DIRECTIVE - Locate "Report one point per instance of the american" in the listing below, then output the line holding it and every line after it, exactly and with nothing else.

▬▬▬

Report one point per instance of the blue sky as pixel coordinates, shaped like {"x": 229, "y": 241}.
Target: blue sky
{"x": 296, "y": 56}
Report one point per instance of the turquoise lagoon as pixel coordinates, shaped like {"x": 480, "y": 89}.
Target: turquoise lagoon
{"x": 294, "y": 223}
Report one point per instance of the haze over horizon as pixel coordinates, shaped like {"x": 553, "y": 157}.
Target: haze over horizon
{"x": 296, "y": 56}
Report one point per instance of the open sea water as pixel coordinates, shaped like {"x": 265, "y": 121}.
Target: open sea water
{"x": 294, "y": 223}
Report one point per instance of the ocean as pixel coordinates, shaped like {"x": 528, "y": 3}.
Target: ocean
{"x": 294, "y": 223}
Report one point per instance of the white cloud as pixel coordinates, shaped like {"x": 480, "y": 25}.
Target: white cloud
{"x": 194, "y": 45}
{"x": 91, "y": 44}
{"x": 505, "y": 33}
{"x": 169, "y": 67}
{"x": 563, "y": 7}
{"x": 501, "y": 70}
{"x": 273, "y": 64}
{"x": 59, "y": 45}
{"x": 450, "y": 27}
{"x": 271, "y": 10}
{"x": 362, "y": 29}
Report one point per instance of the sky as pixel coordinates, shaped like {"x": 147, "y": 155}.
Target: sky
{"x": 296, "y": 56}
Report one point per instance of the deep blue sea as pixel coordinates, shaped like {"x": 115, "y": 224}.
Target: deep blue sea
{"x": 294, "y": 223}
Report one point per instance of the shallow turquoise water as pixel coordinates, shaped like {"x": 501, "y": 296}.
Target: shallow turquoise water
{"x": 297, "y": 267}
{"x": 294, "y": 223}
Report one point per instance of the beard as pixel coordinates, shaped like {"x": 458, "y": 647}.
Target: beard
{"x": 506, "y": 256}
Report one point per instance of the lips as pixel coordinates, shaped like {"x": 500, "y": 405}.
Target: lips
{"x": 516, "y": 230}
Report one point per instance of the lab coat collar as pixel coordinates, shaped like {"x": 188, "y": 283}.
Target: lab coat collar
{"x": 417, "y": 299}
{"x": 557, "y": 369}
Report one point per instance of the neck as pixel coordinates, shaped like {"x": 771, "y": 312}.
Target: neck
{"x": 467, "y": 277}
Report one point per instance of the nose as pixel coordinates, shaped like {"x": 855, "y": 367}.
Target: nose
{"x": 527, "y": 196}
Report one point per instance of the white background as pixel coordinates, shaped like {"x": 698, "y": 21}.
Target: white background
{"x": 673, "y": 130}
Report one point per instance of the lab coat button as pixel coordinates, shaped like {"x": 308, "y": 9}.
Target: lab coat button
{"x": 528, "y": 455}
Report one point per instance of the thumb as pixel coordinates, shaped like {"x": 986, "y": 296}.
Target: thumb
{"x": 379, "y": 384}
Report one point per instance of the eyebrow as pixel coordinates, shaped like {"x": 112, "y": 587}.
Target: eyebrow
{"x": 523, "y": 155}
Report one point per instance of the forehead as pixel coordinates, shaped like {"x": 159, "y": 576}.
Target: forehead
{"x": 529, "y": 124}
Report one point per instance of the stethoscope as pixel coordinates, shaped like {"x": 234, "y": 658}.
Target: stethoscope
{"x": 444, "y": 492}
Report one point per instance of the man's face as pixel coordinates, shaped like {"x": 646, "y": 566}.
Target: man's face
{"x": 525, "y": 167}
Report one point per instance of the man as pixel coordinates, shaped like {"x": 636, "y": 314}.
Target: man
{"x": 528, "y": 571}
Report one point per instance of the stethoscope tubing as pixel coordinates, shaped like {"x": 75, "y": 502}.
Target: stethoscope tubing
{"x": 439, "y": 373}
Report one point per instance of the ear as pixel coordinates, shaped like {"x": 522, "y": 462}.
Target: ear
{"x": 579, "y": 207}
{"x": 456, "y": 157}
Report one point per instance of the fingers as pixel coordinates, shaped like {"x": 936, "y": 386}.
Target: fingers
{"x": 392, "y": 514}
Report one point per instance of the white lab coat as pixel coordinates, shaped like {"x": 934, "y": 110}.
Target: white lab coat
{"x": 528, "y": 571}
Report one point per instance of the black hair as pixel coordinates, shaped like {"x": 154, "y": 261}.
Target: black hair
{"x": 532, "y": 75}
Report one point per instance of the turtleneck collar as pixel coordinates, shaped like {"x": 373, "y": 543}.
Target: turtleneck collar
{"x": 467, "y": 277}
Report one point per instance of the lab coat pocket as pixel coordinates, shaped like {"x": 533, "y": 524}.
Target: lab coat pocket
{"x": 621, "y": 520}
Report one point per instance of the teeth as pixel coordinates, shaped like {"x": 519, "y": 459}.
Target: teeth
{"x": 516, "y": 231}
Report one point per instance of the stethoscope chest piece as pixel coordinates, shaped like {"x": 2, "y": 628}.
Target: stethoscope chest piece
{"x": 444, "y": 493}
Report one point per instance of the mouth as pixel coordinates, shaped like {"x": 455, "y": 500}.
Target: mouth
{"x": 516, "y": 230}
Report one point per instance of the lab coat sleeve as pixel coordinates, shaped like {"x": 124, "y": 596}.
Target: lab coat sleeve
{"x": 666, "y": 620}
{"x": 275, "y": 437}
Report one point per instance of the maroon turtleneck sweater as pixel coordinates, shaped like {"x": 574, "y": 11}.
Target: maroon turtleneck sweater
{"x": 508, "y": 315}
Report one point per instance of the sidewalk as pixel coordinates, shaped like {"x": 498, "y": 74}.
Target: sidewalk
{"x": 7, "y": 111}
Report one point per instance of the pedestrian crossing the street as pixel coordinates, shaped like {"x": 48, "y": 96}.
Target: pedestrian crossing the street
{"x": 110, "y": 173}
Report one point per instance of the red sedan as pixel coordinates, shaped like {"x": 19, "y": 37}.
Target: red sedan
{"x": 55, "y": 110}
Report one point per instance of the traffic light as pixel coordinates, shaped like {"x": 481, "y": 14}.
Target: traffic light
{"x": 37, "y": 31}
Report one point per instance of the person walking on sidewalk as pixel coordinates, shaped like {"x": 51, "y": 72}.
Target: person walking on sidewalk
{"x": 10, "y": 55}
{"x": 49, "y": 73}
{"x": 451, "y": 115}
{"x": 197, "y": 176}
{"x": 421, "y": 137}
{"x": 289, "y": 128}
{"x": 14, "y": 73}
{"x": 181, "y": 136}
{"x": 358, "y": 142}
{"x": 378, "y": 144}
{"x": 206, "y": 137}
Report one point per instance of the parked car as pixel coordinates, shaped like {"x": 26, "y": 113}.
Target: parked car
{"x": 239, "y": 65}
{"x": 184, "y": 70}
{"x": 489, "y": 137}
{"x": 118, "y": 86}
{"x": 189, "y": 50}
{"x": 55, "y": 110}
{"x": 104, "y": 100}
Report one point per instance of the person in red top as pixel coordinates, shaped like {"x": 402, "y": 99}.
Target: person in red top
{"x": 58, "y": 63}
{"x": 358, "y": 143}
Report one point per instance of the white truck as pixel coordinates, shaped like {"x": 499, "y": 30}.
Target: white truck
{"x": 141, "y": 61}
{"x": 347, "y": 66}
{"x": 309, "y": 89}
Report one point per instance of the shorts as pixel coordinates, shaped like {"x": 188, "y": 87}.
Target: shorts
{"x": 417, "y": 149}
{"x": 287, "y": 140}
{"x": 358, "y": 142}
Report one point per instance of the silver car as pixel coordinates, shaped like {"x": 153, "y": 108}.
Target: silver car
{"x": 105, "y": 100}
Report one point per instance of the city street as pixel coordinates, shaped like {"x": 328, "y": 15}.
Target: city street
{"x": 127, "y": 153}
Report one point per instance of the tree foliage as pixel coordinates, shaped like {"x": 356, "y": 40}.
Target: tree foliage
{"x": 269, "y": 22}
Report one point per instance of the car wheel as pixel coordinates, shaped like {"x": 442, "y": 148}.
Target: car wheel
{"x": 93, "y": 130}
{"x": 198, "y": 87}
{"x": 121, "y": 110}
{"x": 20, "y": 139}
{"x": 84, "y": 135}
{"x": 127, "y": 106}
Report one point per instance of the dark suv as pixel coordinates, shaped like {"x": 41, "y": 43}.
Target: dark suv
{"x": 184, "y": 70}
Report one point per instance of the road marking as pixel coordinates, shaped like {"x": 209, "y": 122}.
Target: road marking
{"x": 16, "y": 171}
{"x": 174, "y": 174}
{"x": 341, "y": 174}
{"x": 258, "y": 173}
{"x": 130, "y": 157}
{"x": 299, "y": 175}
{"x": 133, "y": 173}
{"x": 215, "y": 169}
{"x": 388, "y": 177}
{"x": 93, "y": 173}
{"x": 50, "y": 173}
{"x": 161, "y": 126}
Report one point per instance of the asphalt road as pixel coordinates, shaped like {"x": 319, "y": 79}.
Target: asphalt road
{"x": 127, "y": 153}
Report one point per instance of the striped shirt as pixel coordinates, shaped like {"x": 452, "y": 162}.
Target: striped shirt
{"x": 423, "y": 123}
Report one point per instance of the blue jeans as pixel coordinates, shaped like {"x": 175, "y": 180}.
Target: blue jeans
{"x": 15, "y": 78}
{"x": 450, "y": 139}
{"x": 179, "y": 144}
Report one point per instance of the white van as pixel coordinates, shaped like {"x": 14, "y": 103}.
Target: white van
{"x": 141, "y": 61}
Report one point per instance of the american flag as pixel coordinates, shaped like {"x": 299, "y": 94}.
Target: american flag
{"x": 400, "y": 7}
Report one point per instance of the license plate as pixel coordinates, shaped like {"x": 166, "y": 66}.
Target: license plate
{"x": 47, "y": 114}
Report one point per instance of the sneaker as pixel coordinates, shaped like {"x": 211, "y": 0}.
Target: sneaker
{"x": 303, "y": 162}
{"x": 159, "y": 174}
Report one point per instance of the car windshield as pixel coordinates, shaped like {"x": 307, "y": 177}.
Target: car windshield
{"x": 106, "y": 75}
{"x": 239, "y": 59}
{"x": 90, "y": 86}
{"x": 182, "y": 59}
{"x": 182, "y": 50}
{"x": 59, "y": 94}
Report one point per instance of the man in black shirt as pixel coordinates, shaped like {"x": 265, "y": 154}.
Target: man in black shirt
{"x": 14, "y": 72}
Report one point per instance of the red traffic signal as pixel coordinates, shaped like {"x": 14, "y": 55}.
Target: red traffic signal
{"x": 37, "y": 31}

▬▬▬

EXERCISE RESPONSE -
Report one point per instance of the american flag as pixel coordinates, shaped like {"x": 299, "y": 94}.
Target: american flag
{"x": 400, "y": 7}
Report one point per instance of the license plate as pixel coordinates, shaped like {"x": 166, "y": 66}.
Target: license plate
{"x": 47, "y": 114}
Report one point per instance of the sneaker as pixel coordinates, shaped like {"x": 211, "y": 0}.
Target: sneaker
{"x": 303, "y": 162}
{"x": 159, "y": 174}
Report one point per instance of the car windshield as pixel coordinates, shaped like {"x": 307, "y": 177}.
Target: car windshield
{"x": 106, "y": 75}
{"x": 239, "y": 59}
{"x": 90, "y": 86}
{"x": 182, "y": 59}
{"x": 182, "y": 50}
{"x": 59, "y": 94}
Report one point per instance of the man in black shirt as pixel coordinates, shaped like {"x": 265, "y": 154}.
Target: man in black shirt
{"x": 14, "y": 72}
Report one point per instance of the red traffic signal as pixel coordinates, shaped like {"x": 14, "y": 55}.
Target: red traffic signal
{"x": 37, "y": 31}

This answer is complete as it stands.